SUPPLIED DATA:
#####

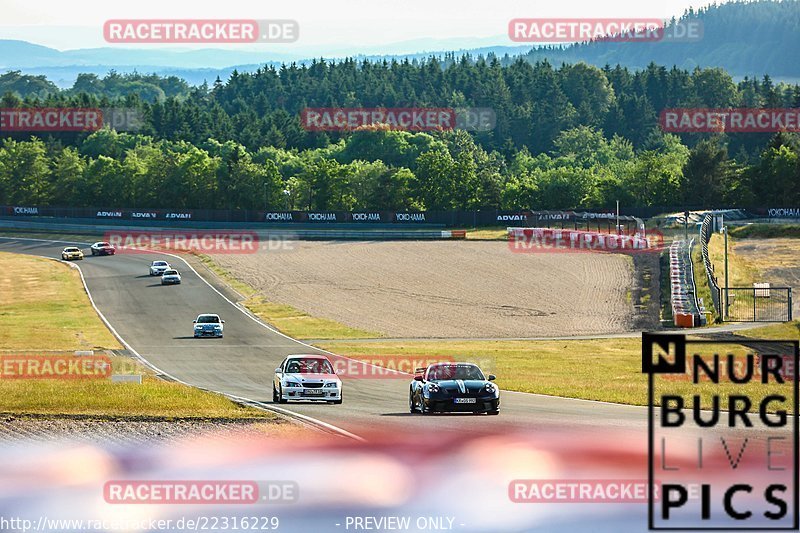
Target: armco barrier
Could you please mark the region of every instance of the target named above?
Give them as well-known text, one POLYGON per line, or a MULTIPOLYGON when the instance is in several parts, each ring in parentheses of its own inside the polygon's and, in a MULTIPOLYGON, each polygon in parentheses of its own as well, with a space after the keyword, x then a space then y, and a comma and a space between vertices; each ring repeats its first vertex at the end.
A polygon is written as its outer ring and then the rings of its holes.
MULTIPOLYGON (((478 227, 507 226, 514 223, 526 227, 553 227, 574 230, 596 230, 611 233, 617 218, 607 211, 424 211, 424 212, 344 212, 344 211, 258 211, 258 210, 212 210, 212 209, 142 209, 142 208, 97 208, 97 207, 43 207, 0 206, 0 217, 71 219, 89 223, 127 224, 197 224, 219 223, 263 225, 265 227, 291 227, 308 225, 319 227, 478 227)), ((620 216, 619 223, 624 233, 641 227, 642 221, 620 216)))
MULTIPOLYGON (((185 227, 185 226, 184 226, 185 227)), ((198 223, 192 224, 194 229, 229 229, 239 231, 242 226, 231 224, 198 223), (228 227, 231 226, 231 227, 228 227)), ((249 226, 249 227, 252 227, 249 226)), ((96 238, 98 233, 125 232, 125 231, 168 231, 175 230, 174 226, 128 226, 128 225, 109 225, 109 224, 69 224, 55 220, 41 219, 34 221, 26 220, 0 220, 0 228, 33 230, 38 232, 61 231, 75 235, 87 235, 96 238)), ((286 238, 299 240, 442 240, 442 239, 463 239, 465 231, 458 230, 437 230, 437 229, 288 229, 288 228, 264 228, 253 230, 259 238, 286 238)))

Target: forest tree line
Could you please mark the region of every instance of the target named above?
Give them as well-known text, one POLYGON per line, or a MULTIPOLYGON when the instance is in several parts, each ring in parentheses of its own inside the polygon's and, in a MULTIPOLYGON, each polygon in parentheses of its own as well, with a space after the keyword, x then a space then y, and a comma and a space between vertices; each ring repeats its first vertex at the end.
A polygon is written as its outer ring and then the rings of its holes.
MULTIPOLYGON (((19 77, 25 75, 16 74, 19 77)), ((0 132, 0 204, 557 209, 800 204, 795 134, 662 132, 669 107, 798 107, 800 87, 721 69, 522 59, 315 61, 212 86, 110 73, 0 107, 132 107, 137 132, 0 132), (122 90, 136 83, 161 93, 122 90), (160 85, 159 85, 160 84, 160 85), (169 95, 167 94, 169 92, 169 95), (488 132, 314 132, 306 107, 490 107, 488 132), (284 191, 289 191, 287 195, 284 191)), ((2 82, 2 77, 0 77, 2 82)), ((2 85, 0 85, 1 87, 2 85)))

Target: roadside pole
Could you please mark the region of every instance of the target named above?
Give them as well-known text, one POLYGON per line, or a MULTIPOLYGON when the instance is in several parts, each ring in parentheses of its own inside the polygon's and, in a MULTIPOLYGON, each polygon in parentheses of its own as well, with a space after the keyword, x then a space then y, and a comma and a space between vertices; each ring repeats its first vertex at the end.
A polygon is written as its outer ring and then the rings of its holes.
POLYGON ((728 297, 729 297, 730 291, 728 290, 728 285, 729 285, 728 284, 728 228, 727 228, 727 226, 725 226, 724 222, 723 222, 723 225, 722 225, 722 235, 723 235, 723 237, 725 239, 725 243, 724 243, 724 247, 725 247, 725 305, 724 305, 725 313, 724 314, 725 314, 725 317, 723 318, 723 320, 726 320, 728 318, 728 302, 729 302, 728 297))
POLYGON ((689 210, 683 211, 683 240, 689 242, 689 210))

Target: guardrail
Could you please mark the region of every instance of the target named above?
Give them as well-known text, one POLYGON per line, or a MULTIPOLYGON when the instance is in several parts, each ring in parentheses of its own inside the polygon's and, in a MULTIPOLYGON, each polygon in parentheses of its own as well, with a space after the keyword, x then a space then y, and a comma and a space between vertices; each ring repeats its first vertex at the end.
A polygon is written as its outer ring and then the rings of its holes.
MULTIPOLYGON (((240 230, 233 224, 194 224, 197 230, 240 230), (234 227, 230 227, 234 226, 234 227)), ((33 222, 30 220, 2 220, 0 228, 36 232, 58 231, 100 238, 105 233, 125 231, 176 231, 174 226, 140 226, 118 224, 68 224, 60 222, 33 222)), ((184 230, 179 230, 184 231, 184 230)), ((465 230, 434 229, 255 229, 259 237, 276 237, 290 240, 442 240, 465 239, 465 230)))

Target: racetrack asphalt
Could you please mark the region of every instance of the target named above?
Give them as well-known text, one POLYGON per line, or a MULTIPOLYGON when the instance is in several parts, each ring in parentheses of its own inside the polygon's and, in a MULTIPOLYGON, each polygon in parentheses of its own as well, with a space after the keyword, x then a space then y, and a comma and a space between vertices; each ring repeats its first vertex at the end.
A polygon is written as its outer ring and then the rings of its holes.
MULTIPOLYGON (((0 251, 58 259, 67 244, 72 243, 2 238, 0 251)), ((93 257, 86 243, 75 245, 87 253, 77 266, 95 305, 116 333, 146 361, 185 383, 305 415, 355 435, 555 430, 591 439, 614 428, 634 431, 646 445, 644 407, 504 391, 500 416, 411 415, 410 377, 345 378, 341 405, 273 406, 272 378, 283 358, 324 351, 290 339, 249 316, 223 296, 226 289, 219 281, 205 281, 182 258, 168 258, 181 273, 182 284, 161 286, 158 277, 148 275, 148 265, 154 259, 164 259, 162 254, 93 257), (192 320, 200 313, 217 313, 226 321, 224 338, 192 338, 192 320)), ((233 293, 228 294, 233 298, 233 293)))

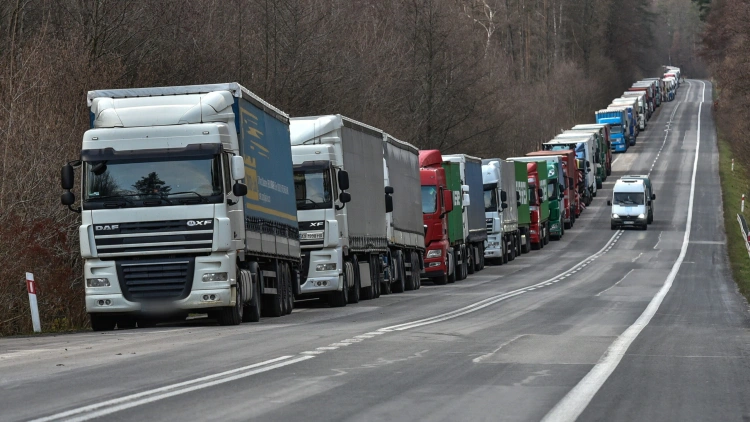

#####

AIM OF THE TASK: None of the pictures should appear; repeat the records exactly otherwise.

YOUR RESPONSE:
Target: armco barrier
Could you please mark the region of every instance of the target named above?
Give them as well-known text, one POLYGON per line, or a MULTIPOLYGON when the instance is in several parts, each ring in parentheses of its own inside the polygon's and, in a MULTIPOLYGON, each polygon in parentheses of its own as well, with a space after the keyword, x then a space then y, and a comma and a space between vertices; each ring repeats its first vertex at the end.
A polygon is written as its outer ring and then the rings of its holes.
MULTIPOLYGON (((478 227, 507 226, 514 223, 526 227, 553 227, 574 230, 596 230, 611 233, 617 218, 607 211, 424 211, 424 212, 344 212, 344 211, 258 211, 258 210, 212 210, 212 209, 142 209, 142 208, 97 208, 97 207, 43 207, 0 206, 0 217, 71 219, 89 223, 127 224, 197 224, 219 223, 263 225, 265 227, 291 227, 308 225, 319 227, 478 227)), ((620 216, 619 223, 624 233, 641 227, 642 221, 620 216)))
MULTIPOLYGON (((185 227, 185 226, 184 226, 185 227)), ((198 223, 192 224, 194 229, 229 229, 239 231, 242 226, 231 224, 198 223), (228 227, 231 226, 231 227, 228 227)), ((249 226, 249 227, 252 227, 249 226)), ((96 238, 98 233, 125 232, 125 231, 168 231, 175 230, 174 226, 128 226, 128 225, 109 225, 109 224, 69 224, 55 220, 41 219, 34 221, 26 220, 0 220, 0 228, 33 230, 38 232, 61 231, 75 235, 87 235, 96 238)), ((286 238, 299 240, 442 240, 442 239, 463 239, 465 231, 458 230, 437 230, 437 229, 288 229, 288 228, 264 228, 253 230, 259 238, 286 238)))

Target: forest tree line
Could you please mark the region of every instance of the target named above?
Give them as well-known text, one POLYGON per line, or a MULTIPOLYGON when the instance is in several parts, each ring in parentheses of its own inside the polygon's and, in a MULTIPOLYGON, each polygon in parentheses of its own as well, with a space after the keyword, x then a space then y, and a comma and a space between vertices; each ring repeats its first vertex at the end.
A polygon is written as its outer ring and then the rings of its holes.
MULTIPOLYGON (((19 77, 25 75, 16 74, 19 77)), ((0 132, 0 204, 557 209, 800 204, 795 134, 662 132, 669 107, 798 107, 800 87, 721 69, 522 59, 315 61, 212 86, 110 73, 0 107, 132 107, 137 132, 0 132), (122 90, 136 83, 161 93, 122 90), (160 85, 159 85, 160 84, 160 85), (169 95, 167 94, 169 92, 169 95), (488 132, 314 132, 306 107, 490 107, 488 132), (284 191, 289 191, 287 195, 284 191)), ((2 82, 2 77, 0 77, 2 82)), ((2 85, 0 85, 1 87, 2 85)))

Target: roadside pole
Could you please mark the region of every instance of the target named above?
Give them as well-known text, one POLYGON per line, or a MULTIPOLYGON when the instance is in several parts, each ring in parentheses of its own inside the polygon's and, in a MULTIPOLYGON, each polygon in parentheses of its own as well, with a space after the keyword, x then a space then y, and a comma and a space between vertices; each ring repeats its first vertex at the end.
A polygon is written as its outer ring and then the rings of its holes.
POLYGON ((728 297, 729 297, 730 291, 728 290, 728 285, 729 285, 728 284, 728 228, 727 228, 727 226, 725 226, 724 222, 723 222, 723 225, 722 225, 722 235, 723 235, 723 237, 725 239, 725 243, 724 243, 724 247, 725 247, 725 305, 724 305, 725 313, 724 314, 725 314, 725 317, 723 318, 723 320, 726 320, 728 318, 728 302, 729 302, 728 297))
POLYGON ((689 210, 683 211, 683 240, 689 242, 689 210))

Target: guardrail
Could you please mark the region of every instance of the target named above?
Give them as well-known text, one POLYGON per line, or a MULTIPOLYGON when the instance is in several parts, each ring in parentheses of its own inside the polygon's and, in a MULTIPOLYGON, each polygon in parentheses of its own as well, with a space after the keyword, x then a space then y, and a comma and a space between vertices; each ring repeats its first vertex at the end.
A polygon is written as its outer ring and then the rings of its holes.
MULTIPOLYGON (((240 230, 233 224, 194 224, 197 230, 240 230), (234 227, 230 227, 234 226, 234 227)), ((33 222, 30 220, 2 220, 0 228, 36 232, 58 231, 100 238, 105 233, 125 231, 176 231, 174 226, 140 226, 118 224, 68 224, 60 222, 33 222)), ((184 230, 179 230, 184 231, 184 230)), ((465 230, 434 229, 255 229, 259 237, 276 237, 290 240, 442 240, 465 239, 465 230)))

Target: racetrack asphalt
Could you please mark the region of every instance of the target named above?
Give them as well-known text, one POLYGON per line, or a MULTIPOLYGON when the instance is in several parts, each ring in parentheses of its own inside the polygon's and, in a MULTIPOLYGON, each polygon in parentheses of its own as well, with a space after the keyword, x then a space then y, and a comma and a space between vertices; each ring repeats its first vertex at the end.
A polygon is written as its outer ring and then the rings of its holes.
MULTIPOLYGON (((0 251, 58 259, 67 244, 72 243, 2 238, 0 251)), ((93 257, 86 243, 75 245, 87 253, 77 266, 95 305, 116 333, 146 361, 185 383, 305 415, 355 435, 555 430, 591 439, 614 428, 634 431, 646 445, 644 407, 504 391, 500 416, 411 415, 410 377, 345 378, 341 405, 273 406, 272 378, 283 358, 324 351, 290 339, 249 316, 223 296, 226 289, 219 281, 205 281, 182 258, 168 258, 181 273, 182 284, 161 286, 158 277, 148 275, 148 265, 154 259, 164 259, 162 254, 93 257), (192 320, 200 313, 217 313, 226 321, 224 338, 192 338, 192 320)), ((233 293, 228 294, 233 298, 233 293)))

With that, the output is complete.